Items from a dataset
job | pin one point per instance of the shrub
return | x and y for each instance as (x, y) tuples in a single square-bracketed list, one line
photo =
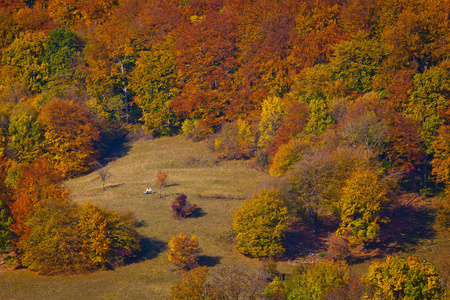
[(181, 208), (53, 245), (109, 237), (225, 282), (192, 286), (442, 220), (232, 281), (360, 205), (338, 248), (310, 283), (183, 252), (397, 278), (161, 180), (259, 225), (235, 141), (287, 155), (355, 289), (67, 239)]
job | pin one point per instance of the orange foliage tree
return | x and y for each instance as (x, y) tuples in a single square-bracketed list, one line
[(70, 135), (39, 183)]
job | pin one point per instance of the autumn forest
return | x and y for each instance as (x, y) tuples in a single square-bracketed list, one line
[(344, 104)]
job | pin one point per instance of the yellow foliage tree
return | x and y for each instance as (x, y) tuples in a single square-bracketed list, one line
[(360, 205), (259, 225), (70, 136), (397, 278)]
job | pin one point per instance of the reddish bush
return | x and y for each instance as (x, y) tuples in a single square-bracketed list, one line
[(182, 208), (338, 248)]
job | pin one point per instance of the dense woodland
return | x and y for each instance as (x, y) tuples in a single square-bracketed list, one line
[(345, 103)]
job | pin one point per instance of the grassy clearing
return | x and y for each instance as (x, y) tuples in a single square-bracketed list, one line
[(216, 187)]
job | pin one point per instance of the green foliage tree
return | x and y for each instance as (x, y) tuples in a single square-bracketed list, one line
[(70, 136), (161, 180), (287, 155), (5, 197), (225, 282), (9, 29), (26, 135), (358, 61), (442, 206), (397, 278), (235, 140), (273, 110), (259, 225), (362, 200), (60, 49), (192, 285), (428, 99), (183, 252), (441, 159), (153, 80), (315, 182), (109, 237), (54, 245), (23, 57), (311, 283)]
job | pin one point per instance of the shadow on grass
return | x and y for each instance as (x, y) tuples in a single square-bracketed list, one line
[(300, 240), (208, 261), (172, 184), (407, 227), (151, 248), (114, 185), (198, 212)]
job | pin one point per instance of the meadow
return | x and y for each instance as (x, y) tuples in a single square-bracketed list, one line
[(218, 188)]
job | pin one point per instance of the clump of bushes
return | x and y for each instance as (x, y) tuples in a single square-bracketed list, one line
[(397, 278), (311, 282), (181, 208), (65, 238), (183, 252), (259, 225), (227, 281)]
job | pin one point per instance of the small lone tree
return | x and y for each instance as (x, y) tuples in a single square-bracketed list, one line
[(259, 225), (161, 180), (182, 208), (183, 252), (397, 278), (103, 173)]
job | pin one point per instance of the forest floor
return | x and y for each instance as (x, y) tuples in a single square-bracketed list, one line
[(218, 188)]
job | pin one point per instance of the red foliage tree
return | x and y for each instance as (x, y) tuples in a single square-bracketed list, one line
[(39, 183)]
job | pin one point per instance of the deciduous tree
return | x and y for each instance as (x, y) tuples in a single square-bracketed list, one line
[(183, 252), (360, 206), (397, 278), (259, 225), (70, 135)]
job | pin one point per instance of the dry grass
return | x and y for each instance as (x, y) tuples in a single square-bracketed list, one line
[(215, 187)]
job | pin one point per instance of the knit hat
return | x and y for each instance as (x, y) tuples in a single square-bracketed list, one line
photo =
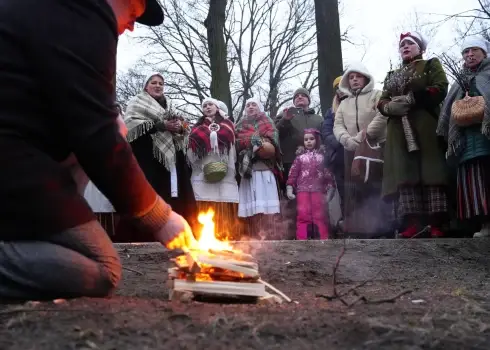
[(475, 41), (256, 100), (153, 14), (302, 91), (148, 78), (416, 38)]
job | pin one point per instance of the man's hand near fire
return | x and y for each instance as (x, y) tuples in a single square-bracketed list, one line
[(180, 232)]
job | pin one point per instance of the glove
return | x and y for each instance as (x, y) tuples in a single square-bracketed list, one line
[(330, 193), (399, 109), (176, 234), (351, 144), (359, 137), (289, 192), (408, 99)]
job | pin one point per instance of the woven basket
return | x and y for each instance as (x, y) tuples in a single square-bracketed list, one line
[(215, 171), (267, 150), (468, 111)]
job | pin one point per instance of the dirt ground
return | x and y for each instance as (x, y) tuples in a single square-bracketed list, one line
[(447, 305)]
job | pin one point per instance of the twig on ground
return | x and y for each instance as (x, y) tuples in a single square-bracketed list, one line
[(380, 301), (133, 270), (340, 296)]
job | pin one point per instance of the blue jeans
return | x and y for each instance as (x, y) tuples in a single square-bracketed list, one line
[(77, 262)]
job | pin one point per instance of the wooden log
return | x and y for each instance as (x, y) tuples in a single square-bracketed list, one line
[(198, 262), (221, 288)]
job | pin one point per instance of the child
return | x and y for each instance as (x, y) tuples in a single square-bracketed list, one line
[(311, 180)]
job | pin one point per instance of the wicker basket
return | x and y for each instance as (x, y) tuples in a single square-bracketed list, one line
[(267, 150), (468, 111), (215, 171)]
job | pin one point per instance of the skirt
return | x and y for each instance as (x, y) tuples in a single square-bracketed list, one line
[(421, 200), (258, 195), (227, 225), (473, 189)]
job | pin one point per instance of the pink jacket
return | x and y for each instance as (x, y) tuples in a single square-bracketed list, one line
[(308, 172)]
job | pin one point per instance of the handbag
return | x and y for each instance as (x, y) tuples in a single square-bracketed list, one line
[(468, 111), (368, 161)]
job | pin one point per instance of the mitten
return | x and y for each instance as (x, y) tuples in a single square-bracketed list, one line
[(398, 109), (351, 144), (289, 192)]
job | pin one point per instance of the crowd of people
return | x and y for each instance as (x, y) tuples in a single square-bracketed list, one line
[(412, 155), (384, 156)]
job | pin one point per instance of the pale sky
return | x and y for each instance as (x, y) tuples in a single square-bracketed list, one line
[(376, 23)]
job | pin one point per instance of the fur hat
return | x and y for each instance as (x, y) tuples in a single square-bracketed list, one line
[(148, 78), (223, 107), (301, 91), (416, 38), (256, 100), (475, 41)]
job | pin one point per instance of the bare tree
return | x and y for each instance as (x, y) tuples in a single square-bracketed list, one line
[(220, 75), (129, 84), (271, 50), (329, 48)]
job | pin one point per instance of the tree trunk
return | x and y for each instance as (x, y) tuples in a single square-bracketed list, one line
[(220, 75), (329, 48)]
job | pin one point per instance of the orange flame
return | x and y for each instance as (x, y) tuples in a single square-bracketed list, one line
[(207, 239)]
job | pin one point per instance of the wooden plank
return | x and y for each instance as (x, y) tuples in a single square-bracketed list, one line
[(223, 288)]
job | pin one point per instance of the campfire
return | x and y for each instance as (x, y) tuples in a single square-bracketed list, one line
[(217, 269)]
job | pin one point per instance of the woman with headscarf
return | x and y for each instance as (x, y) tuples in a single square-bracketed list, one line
[(357, 116), (212, 156), (469, 143), (260, 168), (158, 137), (415, 173)]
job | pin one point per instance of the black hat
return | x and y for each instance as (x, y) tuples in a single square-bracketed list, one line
[(153, 15)]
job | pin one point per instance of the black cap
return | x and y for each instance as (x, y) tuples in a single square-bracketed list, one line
[(153, 15)]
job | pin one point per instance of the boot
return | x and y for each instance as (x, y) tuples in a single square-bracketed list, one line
[(436, 233), (484, 232), (409, 232)]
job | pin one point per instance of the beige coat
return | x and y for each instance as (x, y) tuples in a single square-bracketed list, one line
[(360, 112)]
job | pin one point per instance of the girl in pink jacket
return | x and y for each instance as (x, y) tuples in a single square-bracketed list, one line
[(311, 180)]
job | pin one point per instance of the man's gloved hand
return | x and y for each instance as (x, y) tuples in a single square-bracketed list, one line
[(351, 144), (176, 234), (330, 193), (289, 192), (399, 109), (408, 99)]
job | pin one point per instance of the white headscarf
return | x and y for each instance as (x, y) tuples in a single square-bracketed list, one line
[(256, 100), (475, 41), (148, 77), (217, 104)]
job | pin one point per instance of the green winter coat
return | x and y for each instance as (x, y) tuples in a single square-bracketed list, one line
[(291, 132), (426, 167)]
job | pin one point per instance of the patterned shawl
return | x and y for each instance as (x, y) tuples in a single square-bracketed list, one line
[(200, 141), (250, 131), (142, 113), (446, 126)]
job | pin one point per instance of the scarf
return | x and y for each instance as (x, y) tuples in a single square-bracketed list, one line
[(142, 113), (250, 133), (446, 126), (202, 141)]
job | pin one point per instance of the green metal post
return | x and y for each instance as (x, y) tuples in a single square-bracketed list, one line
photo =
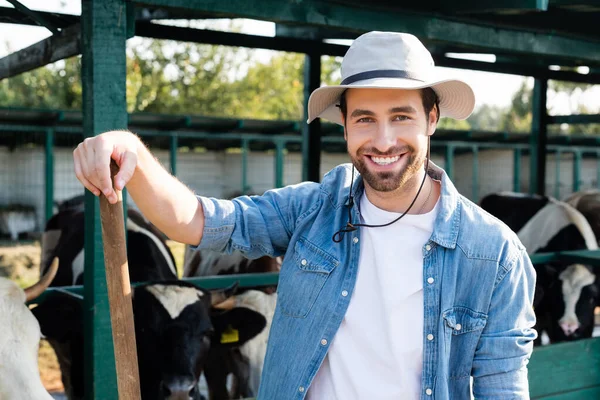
[(475, 178), (311, 133), (538, 138), (279, 147), (576, 170), (104, 108), (245, 147), (49, 177), (517, 171), (557, 173), (598, 170), (173, 153), (449, 161)]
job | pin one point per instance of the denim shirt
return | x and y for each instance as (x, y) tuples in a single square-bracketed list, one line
[(478, 286)]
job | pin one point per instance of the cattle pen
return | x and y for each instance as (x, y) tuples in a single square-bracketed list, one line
[(222, 156)]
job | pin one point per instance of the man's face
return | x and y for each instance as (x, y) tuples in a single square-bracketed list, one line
[(386, 134)]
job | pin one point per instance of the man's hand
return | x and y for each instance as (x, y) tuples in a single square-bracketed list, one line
[(92, 161)]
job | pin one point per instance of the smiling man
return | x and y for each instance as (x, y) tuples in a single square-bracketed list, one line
[(393, 285)]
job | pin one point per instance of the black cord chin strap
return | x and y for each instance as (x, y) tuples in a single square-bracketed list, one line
[(350, 227)]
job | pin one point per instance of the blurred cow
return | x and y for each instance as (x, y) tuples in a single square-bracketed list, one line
[(176, 323), (20, 340), (565, 295), (245, 362)]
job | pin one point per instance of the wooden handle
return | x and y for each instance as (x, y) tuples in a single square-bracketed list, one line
[(119, 294)]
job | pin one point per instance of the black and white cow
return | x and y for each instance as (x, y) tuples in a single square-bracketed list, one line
[(176, 323), (565, 297), (244, 362), (20, 340)]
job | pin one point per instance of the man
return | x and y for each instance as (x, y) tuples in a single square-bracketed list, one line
[(394, 286)]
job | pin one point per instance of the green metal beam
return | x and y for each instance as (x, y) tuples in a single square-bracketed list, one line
[(14, 16), (434, 29), (62, 45), (591, 257), (173, 145), (576, 3), (538, 138), (517, 170), (311, 133), (475, 188), (575, 119), (37, 17), (449, 160), (158, 31), (245, 149), (516, 69), (598, 170), (576, 170), (495, 6), (279, 159), (557, 160), (250, 280), (104, 26), (49, 173)]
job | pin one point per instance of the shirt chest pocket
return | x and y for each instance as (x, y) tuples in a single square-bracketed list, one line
[(305, 279), (462, 328)]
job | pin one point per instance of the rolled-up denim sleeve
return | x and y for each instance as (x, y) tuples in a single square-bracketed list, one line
[(255, 225), (506, 343)]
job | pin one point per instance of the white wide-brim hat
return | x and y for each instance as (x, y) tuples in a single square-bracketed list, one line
[(391, 60)]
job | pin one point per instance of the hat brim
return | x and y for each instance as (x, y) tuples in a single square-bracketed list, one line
[(456, 98)]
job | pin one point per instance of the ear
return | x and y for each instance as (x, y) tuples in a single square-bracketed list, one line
[(60, 317), (432, 121), (237, 326)]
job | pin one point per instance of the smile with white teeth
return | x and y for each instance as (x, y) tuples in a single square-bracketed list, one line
[(385, 160)]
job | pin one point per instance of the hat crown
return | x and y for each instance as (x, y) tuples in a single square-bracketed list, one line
[(388, 51)]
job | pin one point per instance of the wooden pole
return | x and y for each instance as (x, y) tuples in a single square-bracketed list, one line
[(119, 295)]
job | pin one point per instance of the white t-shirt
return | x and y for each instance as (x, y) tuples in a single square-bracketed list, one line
[(377, 352)]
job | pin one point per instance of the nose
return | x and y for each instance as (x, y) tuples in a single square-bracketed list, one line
[(569, 327), (385, 138), (179, 390)]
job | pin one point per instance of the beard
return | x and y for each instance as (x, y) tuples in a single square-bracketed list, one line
[(392, 180)]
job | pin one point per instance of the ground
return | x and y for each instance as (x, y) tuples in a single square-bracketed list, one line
[(20, 262)]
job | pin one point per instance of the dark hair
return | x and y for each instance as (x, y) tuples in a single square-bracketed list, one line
[(428, 96)]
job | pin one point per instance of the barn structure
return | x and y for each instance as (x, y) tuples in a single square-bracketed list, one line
[(542, 39)]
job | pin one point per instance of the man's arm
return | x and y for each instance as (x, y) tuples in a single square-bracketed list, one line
[(162, 198), (506, 343)]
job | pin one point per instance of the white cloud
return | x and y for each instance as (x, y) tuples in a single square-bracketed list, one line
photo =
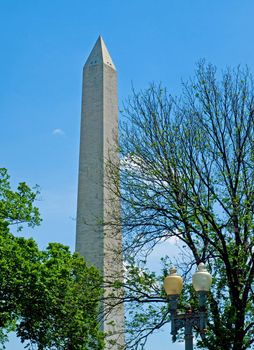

What the task asks: Of the entries above, print exactly those lines that run from the one containing "job | pin one point per instance of the hat crown" through the last line, excluding any pictures.

Expected output:
job | pin one point per instance of the hat crown
return | x and y for each instance as (x, y) tuples in a single square-bracketed list, one line
[(388, 51)]
job | pin one point per instance of the wooden pole
return | x and y for each instance as (x, y) tuples in a single square-bracketed list, one line
[(119, 295)]
job | pin one point per instance of the white t-shirt
return | x and y for each instance as (x, y) tuples in a single square-bracketed list, one line
[(377, 352)]
job | pin one point per instance of the nose
return | x and y for each instance as (x, y) tuples in a single square-bracketed list, one line
[(569, 327), (385, 138), (179, 390)]
job | pin one point per instance of the beard
return | x and y for each instance as (x, y) tuples in a single square-bracketed list, one line
[(392, 180)]
job | pin one point per instance of the ground
return | x and y for each instance as (x, y) tuples in a single square-bracketed list, one line
[(20, 262)]
job | pin one point per instance of the dark hair
return | x and y for each instance as (x, y) tuples in a single square-bracketed list, one line
[(428, 96)]
job | pin one point per instance of the barn structure
return | x and y for each instance as (x, y) tuples in a single square-bracketed list, one line
[(542, 39)]
job | pin one point per instance of the man's arm
return | x and y for each instance as (x, y) tuples in a single square-bracketed list, one line
[(162, 198), (506, 343)]
job | pin one point per instance of the white cloud
return | x and y for each instance as (x, y) tuples in a single square-bracketed list, one line
photo =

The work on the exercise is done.